DIRECTIONS - The answer must be an exact copy of the records, with every picture left out.

EXTRACTED RECORDS -
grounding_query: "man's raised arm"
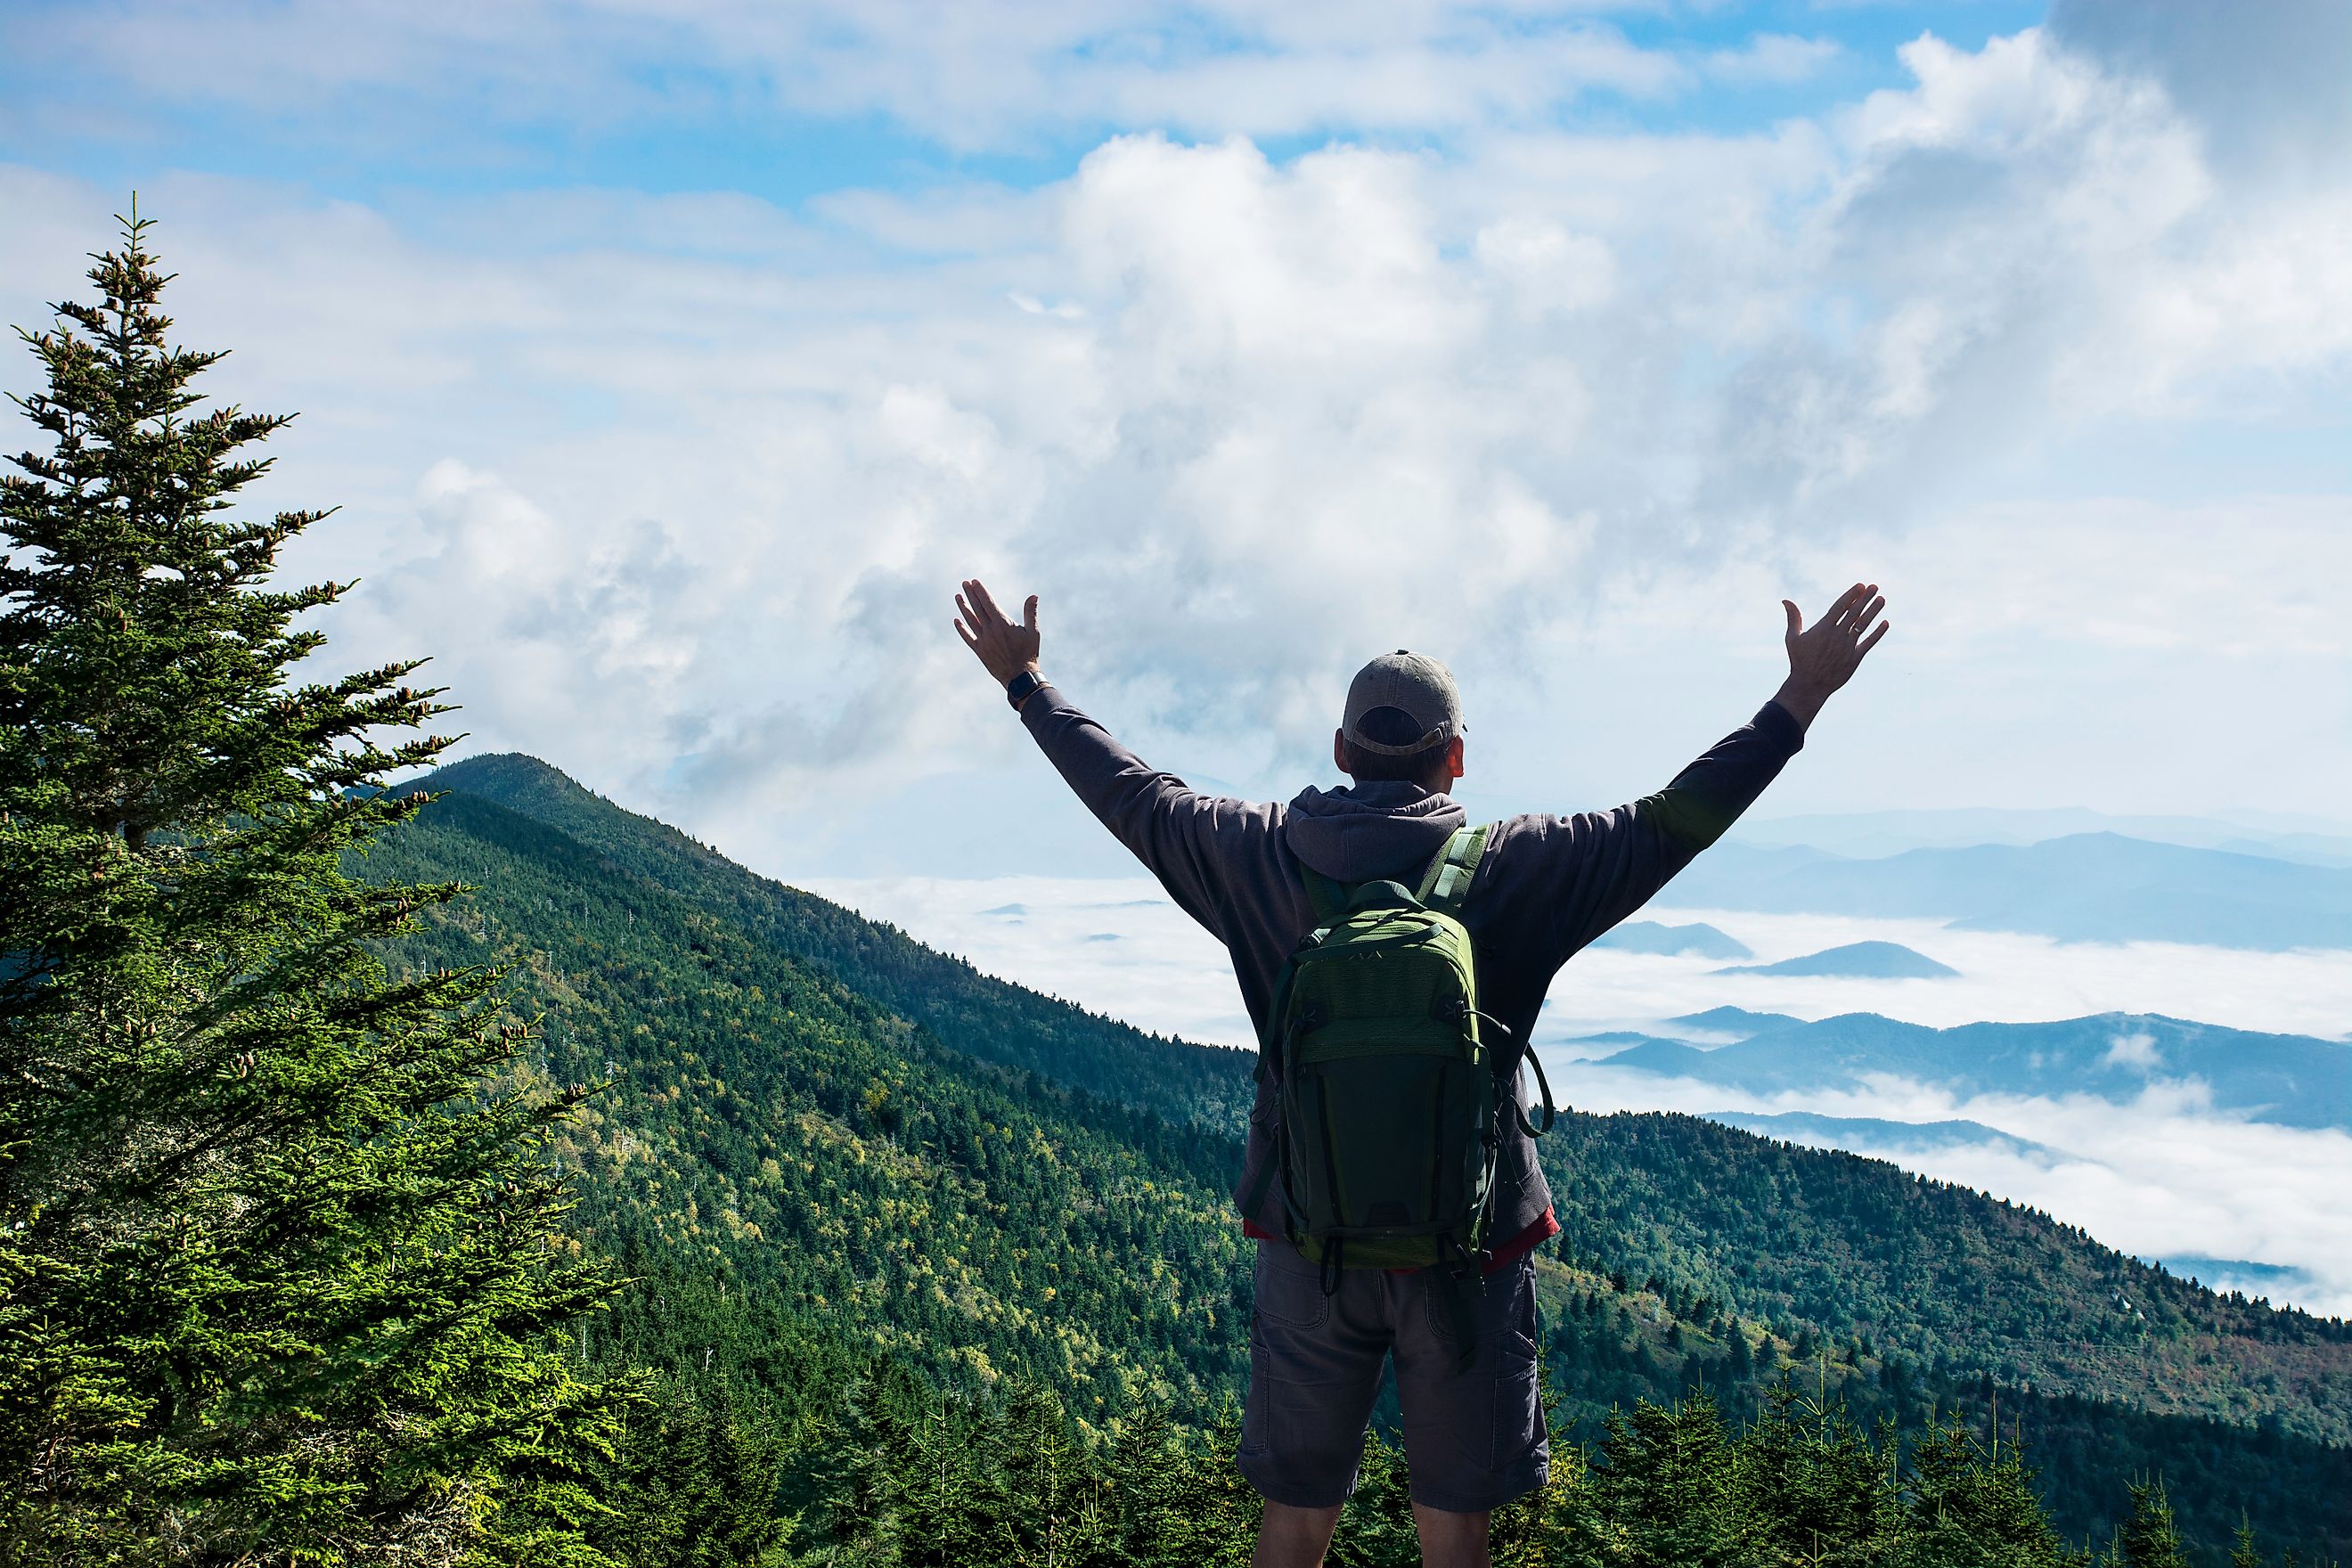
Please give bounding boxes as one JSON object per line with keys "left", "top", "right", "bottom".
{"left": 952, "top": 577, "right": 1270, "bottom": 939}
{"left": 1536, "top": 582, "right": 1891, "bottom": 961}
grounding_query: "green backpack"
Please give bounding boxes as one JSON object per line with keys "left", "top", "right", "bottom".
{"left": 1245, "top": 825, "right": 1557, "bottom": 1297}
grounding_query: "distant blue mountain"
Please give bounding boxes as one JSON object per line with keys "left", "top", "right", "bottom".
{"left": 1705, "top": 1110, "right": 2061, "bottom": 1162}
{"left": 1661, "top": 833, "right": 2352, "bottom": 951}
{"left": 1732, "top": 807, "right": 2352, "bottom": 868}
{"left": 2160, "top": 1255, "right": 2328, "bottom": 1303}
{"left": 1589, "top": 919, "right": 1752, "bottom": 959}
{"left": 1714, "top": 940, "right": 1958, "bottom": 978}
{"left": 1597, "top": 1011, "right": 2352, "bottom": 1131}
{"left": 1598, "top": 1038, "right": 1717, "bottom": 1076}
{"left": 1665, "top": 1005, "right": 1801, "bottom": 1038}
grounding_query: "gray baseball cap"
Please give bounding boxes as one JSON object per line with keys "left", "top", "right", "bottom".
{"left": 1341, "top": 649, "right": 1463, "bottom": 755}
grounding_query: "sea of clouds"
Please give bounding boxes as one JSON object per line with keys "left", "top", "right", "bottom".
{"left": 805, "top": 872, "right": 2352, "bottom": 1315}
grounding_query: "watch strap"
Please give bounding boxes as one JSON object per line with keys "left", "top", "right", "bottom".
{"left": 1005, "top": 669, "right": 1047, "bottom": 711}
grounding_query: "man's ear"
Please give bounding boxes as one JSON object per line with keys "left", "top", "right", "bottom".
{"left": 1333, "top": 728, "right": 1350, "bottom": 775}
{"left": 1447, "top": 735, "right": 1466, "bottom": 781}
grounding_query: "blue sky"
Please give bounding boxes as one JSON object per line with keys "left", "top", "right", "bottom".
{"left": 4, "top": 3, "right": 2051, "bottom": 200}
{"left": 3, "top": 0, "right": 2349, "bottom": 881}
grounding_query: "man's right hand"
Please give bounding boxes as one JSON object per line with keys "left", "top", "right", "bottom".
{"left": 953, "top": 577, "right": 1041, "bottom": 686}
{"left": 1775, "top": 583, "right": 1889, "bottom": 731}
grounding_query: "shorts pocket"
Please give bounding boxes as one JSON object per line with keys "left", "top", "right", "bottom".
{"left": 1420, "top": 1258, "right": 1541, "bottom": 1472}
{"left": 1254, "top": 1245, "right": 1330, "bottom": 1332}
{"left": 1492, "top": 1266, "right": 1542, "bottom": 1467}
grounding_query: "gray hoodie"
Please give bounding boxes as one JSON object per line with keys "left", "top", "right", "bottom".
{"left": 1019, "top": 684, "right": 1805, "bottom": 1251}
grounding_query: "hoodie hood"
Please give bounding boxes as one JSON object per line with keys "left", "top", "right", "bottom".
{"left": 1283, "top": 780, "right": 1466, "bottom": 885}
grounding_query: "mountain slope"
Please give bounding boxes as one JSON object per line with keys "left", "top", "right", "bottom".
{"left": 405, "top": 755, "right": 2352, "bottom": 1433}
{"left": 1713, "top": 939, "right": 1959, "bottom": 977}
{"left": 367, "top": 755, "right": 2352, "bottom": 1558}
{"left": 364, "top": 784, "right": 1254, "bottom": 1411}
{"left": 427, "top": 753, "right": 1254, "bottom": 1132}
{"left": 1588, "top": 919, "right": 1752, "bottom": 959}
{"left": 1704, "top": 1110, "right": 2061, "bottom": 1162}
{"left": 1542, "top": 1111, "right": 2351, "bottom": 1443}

EXERCISE ANSWER -
grounding_query: "man's raised arm"
Please give bounding boxes as one JSON object per line with keys "left", "top", "right", "bottom".
{"left": 952, "top": 577, "right": 1270, "bottom": 939}
{"left": 1536, "top": 582, "right": 1891, "bottom": 961}
grounding_query: "green backpack"
Please give bounding boxes as one JSON object per line with keys "left", "top", "right", "bottom".
{"left": 1245, "top": 825, "right": 1557, "bottom": 1297}
grounding_query: "distant blue mountain"
Please give bounding boxes as one JSON object per line with keys "left", "top", "right", "bottom".
{"left": 1705, "top": 1110, "right": 2061, "bottom": 1162}
{"left": 1661, "top": 833, "right": 2352, "bottom": 951}
{"left": 1732, "top": 807, "right": 2352, "bottom": 868}
{"left": 2160, "top": 1255, "right": 2328, "bottom": 1303}
{"left": 1589, "top": 919, "right": 1752, "bottom": 959}
{"left": 1714, "top": 940, "right": 1958, "bottom": 978}
{"left": 1597, "top": 1011, "right": 2352, "bottom": 1131}
{"left": 1598, "top": 1038, "right": 1717, "bottom": 1076}
{"left": 1665, "top": 1005, "right": 1801, "bottom": 1038}
grounding_query: "gray baseball cap"
Please give bounding boxes as one JSON object per line with keys "left", "top", "right", "bottom".
{"left": 1341, "top": 649, "right": 1463, "bottom": 755}
grounding_query: "sea of clouds"
Please give bounding boxes as one JSON object per line with keys "left", "top", "right", "bottom".
{"left": 805, "top": 872, "right": 2352, "bottom": 1315}
grounding_query: "watch strap"
Please give bounding boxes as one JSON object per line with keys "left", "top", "right", "bottom".
{"left": 1005, "top": 669, "right": 1047, "bottom": 711}
grounding_query: "man's ear"
Please give bounding boxes as one JSON object per line with keys "left", "top", "right", "bottom".
{"left": 1333, "top": 728, "right": 1350, "bottom": 775}
{"left": 1447, "top": 735, "right": 1466, "bottom": 781}
grounding_query: "blue sky"
Please give bounding boxes as one JSON object per line with keys "left", "top", "right", "bottom".
{"left": 4, "top": 3, "right": 2051, "bottom": 200}
{"left": 3, "top": 0, "right": 2349, "bottom": 881}
grounding_query: "man's right hand"
Please give bounding boxes as one JSON object per line with keys "left", "top", "right", "bottom".
{"left": 953, "top": 577, "right": 1041, "bottom": 686}
{"left": 1775, "top": 583, "right": 1889, "bottom": 731}
grounding_query: "shorts pocket"
Please give bounding boxes as one JSON object per line with keys "left", "top", "right", "bottom".
{"left": 1420, "top": 1258, "right": 1541, "bottom": 1472}
{"left": 1254, "top": 1245, "right": 1330, "bottom": 1332}
{"left": 1492, "top": 1266, "right": 1542, "bottom": 1467}
grounding_query: "gray hoodie"
Please give bounding boxes as one JSON object per line with keys "left", "top", "right", "bottom".
{"left": 1019, "top": 684, "right": 1805, "bottom": 1251}
grounding_query: "hoodie hood"
Please give bounding boxes as one JSON object per line with keys "left", "top", "right", "bottom".
{"left": 1283, "top": 780, "right": 1466, "bottom": 885}
grounding_query: "mountain slope"
Please give bounding boxes as one JSON object per line with keys "left", "top", "right", "bottom".
{"left": 405, "top": 755, "right": 2352, "bottom": 1433}
{"left": 1713, "top": 939, "right": 1959, "bottom": 977}
{"left": 367, "top": 755, "right": 2352, "bottom": 1558}
{"left": 364, "top": 784, "right": 1254, "bottom": 1411}
{"left": 427, "top": 753, "right": 1254, "bottom": 1132}
{"left": 1588, "top": 919, "right": 1752, "bottom": 959}
{"left": 1704, "top": 1110, "right": 2061, "bottom": 1162}
{"left": 1542, "top": 1111, "right": 2351, "bottom": 1443}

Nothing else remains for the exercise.